Prompt ::
Would you extract the whole listing below and retype it exactly?

Material for the task ::
========

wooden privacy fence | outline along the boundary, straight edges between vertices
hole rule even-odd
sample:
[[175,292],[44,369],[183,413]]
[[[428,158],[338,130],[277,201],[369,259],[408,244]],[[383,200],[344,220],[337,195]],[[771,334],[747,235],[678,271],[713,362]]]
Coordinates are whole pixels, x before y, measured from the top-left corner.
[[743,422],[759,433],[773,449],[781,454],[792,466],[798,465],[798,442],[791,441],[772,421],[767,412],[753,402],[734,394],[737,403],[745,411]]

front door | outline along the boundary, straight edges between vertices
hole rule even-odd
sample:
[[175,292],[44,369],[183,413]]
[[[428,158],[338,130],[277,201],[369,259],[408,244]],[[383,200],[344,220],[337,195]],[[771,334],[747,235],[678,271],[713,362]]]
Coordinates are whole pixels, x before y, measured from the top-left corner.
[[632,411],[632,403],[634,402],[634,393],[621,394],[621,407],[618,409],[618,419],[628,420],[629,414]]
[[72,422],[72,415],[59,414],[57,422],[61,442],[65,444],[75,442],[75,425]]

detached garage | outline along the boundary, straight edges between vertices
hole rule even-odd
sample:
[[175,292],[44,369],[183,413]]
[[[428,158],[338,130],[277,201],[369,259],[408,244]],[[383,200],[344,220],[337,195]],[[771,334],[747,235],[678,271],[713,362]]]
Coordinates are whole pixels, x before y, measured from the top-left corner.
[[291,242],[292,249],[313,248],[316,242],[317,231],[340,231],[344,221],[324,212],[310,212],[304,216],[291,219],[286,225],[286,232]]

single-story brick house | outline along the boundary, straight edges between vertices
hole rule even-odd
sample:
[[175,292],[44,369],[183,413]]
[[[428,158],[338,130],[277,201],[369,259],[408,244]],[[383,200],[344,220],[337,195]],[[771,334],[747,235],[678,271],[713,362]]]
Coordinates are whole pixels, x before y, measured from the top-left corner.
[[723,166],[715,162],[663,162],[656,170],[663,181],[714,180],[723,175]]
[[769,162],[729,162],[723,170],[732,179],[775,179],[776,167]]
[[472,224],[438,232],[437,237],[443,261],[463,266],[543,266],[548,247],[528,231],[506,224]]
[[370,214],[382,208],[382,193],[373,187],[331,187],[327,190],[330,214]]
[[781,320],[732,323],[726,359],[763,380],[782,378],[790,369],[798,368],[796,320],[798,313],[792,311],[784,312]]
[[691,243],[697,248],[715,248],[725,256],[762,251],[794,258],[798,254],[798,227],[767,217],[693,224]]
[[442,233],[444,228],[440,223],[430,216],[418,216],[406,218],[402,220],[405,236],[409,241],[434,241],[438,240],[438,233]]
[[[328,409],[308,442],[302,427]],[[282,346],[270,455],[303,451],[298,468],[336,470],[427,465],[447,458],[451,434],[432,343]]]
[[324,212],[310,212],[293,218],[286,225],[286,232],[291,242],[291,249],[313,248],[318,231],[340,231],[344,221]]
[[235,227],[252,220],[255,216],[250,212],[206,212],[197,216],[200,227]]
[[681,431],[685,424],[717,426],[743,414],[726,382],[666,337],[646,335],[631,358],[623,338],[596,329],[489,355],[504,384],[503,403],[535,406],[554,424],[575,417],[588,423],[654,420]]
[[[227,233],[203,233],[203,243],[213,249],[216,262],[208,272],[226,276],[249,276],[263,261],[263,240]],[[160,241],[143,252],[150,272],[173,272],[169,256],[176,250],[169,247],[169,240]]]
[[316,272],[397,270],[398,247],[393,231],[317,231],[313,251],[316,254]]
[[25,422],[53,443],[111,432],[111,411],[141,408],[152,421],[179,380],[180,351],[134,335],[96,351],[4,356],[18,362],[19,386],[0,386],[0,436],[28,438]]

========

The result ::
wooden privacy fence | outline along the boundary, straight edges between vertices
hole rule even-odd
sample:
[[175,292],[44,369],[183,413]]
[[[428,158],[338,130],[277,201],[369,259],[408,244]],[[383,200],[344,220],[337,195]],[[771,334],[747,235],[678,271],[713,362]]]
Coordinates are whole pixels, x before y, measured from the top-left corner.
[[743,422],[759,433],[773,449],[781,454],[792,466],[798,465],[798,442],[791,441],[772,421],[767,412],[753,402],[734,394],[737,403],[745,411]]

front door | outline along the boundary, straight edges between vertices
hole rule even-odd
sample:
[[175,292],[44,369],[183,413]]
[[[428,158],[338,130],[277,201],[369,259],[408,244]],[[383,200],[344,220],[337,195]],[[771,334],[747,235],[678,271],[713,362]]]
Coordinates are whole pixels, x before y, measured from the top-left corner.
[[632,411],[632,403],[634,402],[634,393],[621,394],[621,407],[618,409],[618,419],[628,420],[629,414]]
[[72,422],[72,415],[59,414],[57,422],[61,442],[65,444],[75,442],[75,425]]

detached garage | outline along the boundary, straight edges between vertices
hole rule even-odd
sample:
[[175,292],[44,369],[183,413]]
[[[428,158],[338,130],[277,201],[369,259],[408,244]],[[383,200],[344,220],[337,195]],[[771,334],[747,235],[678,271],[713,362]]]
Coordinates are whole pixels, x before y, measured from the top-left corner.
[[291,242],[292,249],[313,248],[316,242],[317,231],[340,231],[344,221],[324,212],[310,212],[304,216],[291,219],[286,225],[286,232]]

single-story brick house | outline along the boundary, straight edges between vertices
hole rule even-odd
sample:
[[175,292],[44,369],[183,413]]
[[[428,158],[338,130],[277,201],[369,259],[408,244]],[[383,200],[344,220],[337,195]],[[771,334],[747,235],[678,271],[713,362]]]
Coordinates are whole pixels, x before y, measured from the top-left corner.
[[723,166],[715,162],[663,162],[656,170],[663,181],[714,180],[723,175]]
[[769,162],[729,162],[723,170],[732,179],[775,179],[776,167]]
[[472,224],[438,232],[437,237],[443,261],[463,266],[543,266],[548,247],[528,231],[506,224]]
[[370,214],[382,208],[382,193],[373,187],[331,187],[327,190],[330,214]]
[[781,320],[732,323],[726,359],[763,380],[782,378],[790,369],[798,368],[796,320],[798,313],[792,311],[784,312]]
[[691,243],[697,248],[715,248],[725,256],[762,251],[794,258],[798,254],[798,227],[767,217],[693,224]]
[[442,233],[444,228],[440,223],[430,216],[418,216],[406,218],[402,220],[405,236],[409,241],[434,241],[438,240],[438,233]]
[[[328,409],[308,442],[302,427]],[[282,346],[270,455],[303,451],[298,468],[336,470],[427,465],[447,458],[451,434],[432,343]]]
[[324,212],[310,212],[293,218],[286,225],[286,232],[291,242],[291,249],[313,248],[318,231],[340,231],[344,221]]
[[235,227],[252,220],[255,216],[250,212],[206,212],[197,216],[200,227]]
[[681,431],[685,424],[717,426],[743,414],[726,382],[666,337],[646,335],[631,358],[623,338],[596,329],[489,355],[504,384],[503,403],[535,406],[554,424],[575,417],[588,423],[654,420]]
[[[227,233],[203,233],[203,243],[213,249],[216,262],[208,272],[226,276],[249,276],[263,261],[263,240]],[[160,241],[143,252],[150,272],[173,272],[169,256],[176,250],[169,247],[169,240]]]
[[316,272],[397,270],[398,247],[393,231],[317,231],[313,251],[316,254]]
[[25,422],[53,443],[111,432],[111,411],[141,408],[152,421],[179,380],[180,351],[134,335],[96,351],[4,356],[18,362],[19,386],[0,386],[0,436],[28,438]]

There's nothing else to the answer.